- WORK INSTRUCTION -
Repeat the listing that comes next, leaving nothing out and changing nothing.

- DATA FOR ANALYSIS -
* * * * * * * * *

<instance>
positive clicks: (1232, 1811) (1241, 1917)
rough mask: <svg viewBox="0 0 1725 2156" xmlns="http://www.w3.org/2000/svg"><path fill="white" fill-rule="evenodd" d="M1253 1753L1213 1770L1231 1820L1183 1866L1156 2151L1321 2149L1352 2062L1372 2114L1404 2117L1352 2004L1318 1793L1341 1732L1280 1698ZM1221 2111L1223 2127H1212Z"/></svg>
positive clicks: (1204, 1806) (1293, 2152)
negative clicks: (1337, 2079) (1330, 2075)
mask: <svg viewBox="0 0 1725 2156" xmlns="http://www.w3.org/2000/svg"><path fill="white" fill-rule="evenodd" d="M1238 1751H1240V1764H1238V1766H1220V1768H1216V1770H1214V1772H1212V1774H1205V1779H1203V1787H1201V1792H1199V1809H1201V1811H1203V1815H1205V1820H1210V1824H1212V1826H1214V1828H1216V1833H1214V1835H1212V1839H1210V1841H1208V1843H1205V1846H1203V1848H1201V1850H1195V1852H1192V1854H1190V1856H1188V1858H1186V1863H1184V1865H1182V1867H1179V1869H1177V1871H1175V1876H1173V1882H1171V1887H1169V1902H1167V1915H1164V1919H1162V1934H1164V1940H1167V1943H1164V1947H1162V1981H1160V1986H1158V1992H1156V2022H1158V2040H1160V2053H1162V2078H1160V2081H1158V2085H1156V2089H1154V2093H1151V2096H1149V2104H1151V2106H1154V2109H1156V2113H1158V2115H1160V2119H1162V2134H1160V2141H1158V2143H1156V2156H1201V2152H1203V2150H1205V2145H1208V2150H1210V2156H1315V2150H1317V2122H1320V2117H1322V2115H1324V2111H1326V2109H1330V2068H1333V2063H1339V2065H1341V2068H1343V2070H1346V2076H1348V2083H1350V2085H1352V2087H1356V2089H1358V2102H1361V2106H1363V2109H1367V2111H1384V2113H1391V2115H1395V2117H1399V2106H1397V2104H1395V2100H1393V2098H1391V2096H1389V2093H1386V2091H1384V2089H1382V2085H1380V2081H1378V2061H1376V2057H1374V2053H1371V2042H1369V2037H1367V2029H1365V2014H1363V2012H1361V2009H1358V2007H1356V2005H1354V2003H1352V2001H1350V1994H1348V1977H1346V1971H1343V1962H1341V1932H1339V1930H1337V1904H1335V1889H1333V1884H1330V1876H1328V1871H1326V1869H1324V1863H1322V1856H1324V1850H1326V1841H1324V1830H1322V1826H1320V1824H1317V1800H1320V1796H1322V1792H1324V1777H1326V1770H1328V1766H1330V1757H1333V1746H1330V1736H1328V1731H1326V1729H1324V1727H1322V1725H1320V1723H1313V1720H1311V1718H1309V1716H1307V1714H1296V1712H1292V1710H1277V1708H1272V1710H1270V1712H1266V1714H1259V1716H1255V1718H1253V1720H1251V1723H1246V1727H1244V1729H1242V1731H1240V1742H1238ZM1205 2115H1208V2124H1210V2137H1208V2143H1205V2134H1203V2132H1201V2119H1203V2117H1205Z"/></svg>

* * * * * * * * *

- RESULT FOR THIS TASK -
<instance>
positive clicks: (1232, 1811) (1241, 1917)
rough mask: <svg viewBox="0 0 1725 2156" xmlns="http://www.w3.org/2000/svg"><path fill="white" fill-rule="evenodd" d="M1253 1753L1213 1770L1231 1820L1183 1866L1156 2151L1321 2149L1352 2062L1372 2114L1404 2117L1352 2004L1318 1793L1341 1732L1280 1698ZM1221 2111L1223 2127H1212Z"/></svg>
positive clicks: (1204, 1806) (1293, 2152)
negative clicks: (1337, 2079) (1330, 2075)
mask: <svg viewBox="0 0 1725 2156" xmlns="http://www.w3.org/2000/svg"><path fill="white" fill-rule="evenodd" d="M1238 1751H1240V1764H1238V1766H1220V1768H1216V1770H1214V1772H1212V1774H1205V1779H1203V1787H1201V1792H1199V1809H1201V1811H1203V1815H1205V1820H1210V1824H1212V1826H1214V1828H1216V1833H1214V1835H1212V1839H1210V1841H1208V1843H1205V1846H1203V1848H1201V1850H1195V1852H1192V1854H1190V1856H1188V1858H1186V1863H1184V1865H1182V1867H1179V1869H1177V1871H1175V1876H1173V1882H1171V1887H1169V1902H1167V1915H1164V1919H1162V1934H1164V1940H1167V1943H1164V1947H1162V1981H1160V1986H1158V1992H1156V2022H1158V2040H1160V2053H1162V2078H1160V2081H1158V2085H1156V2089H1154V2093H1151V2096H1149V2104H1151V2106H1154V2109H1156V2113H1158V2115H1160V2119H1162V2134H1160V2141H1158V2143H1156V2156H1201V2152H1203V2150H1205V2145H1208V2150H1210V2156H1315V2150H1317V2122H1320V2117H1322V2115H1324V2111H1326V2109H1330V2068H1333V2063H1339V2065H1341V2068H1343V2070H1346V2076H1348V2083H1350V2085H1352V2087H1356V2089H1358V2102H1361V2106H1363V2109H1367V2111H1384V2113H1391V2115H1395V2117H1399V2106H1397V2104H1395V2100H1393V2098H1391V2096H1389V2093H1386V2091H1384V2089H1382V2085H1380V2081H1378V2061H1376V2057H1374V2053H1371V2042H1369V2037H1367V2029H1365V2014H1363V2012H1361V2009H1358V2007H1356V2005H1354V2003H1352V2001H1350V1994H1348V1977H1346V1971H1343V1962H1341V1932H1339V1930H1337V1904H1335V1889H1333V1884H1330V1876H1328V1871H1326V1869H1324V1863H1322V1856H1324V1850H1326V1841H1324V1830H1322V1826H1320V1824H1317V1800H1320V1796H1322V1792H1324V1777H1326V1770H1328V1766H1330V1757H1333V1746H1330V1736H1328V1731H1326V1729H1324V1727H1322V1725H1320V1723H1313V1720H1311V1718H1309V1716H1307V1714H1296V1712H1292V1710H1277V1708H1272V1710H1270V1712H1266V1714H1259V1716H1255V1718H1253V1720H1251V1723H1246V1727H1244V1729H1242V1731H1240V1742H1238ZM1205 2115H1208V2124H1210V2137H1208V2143H1205V2134H1203V2132H1201V2119H1203V2117H1205Z"/></svg>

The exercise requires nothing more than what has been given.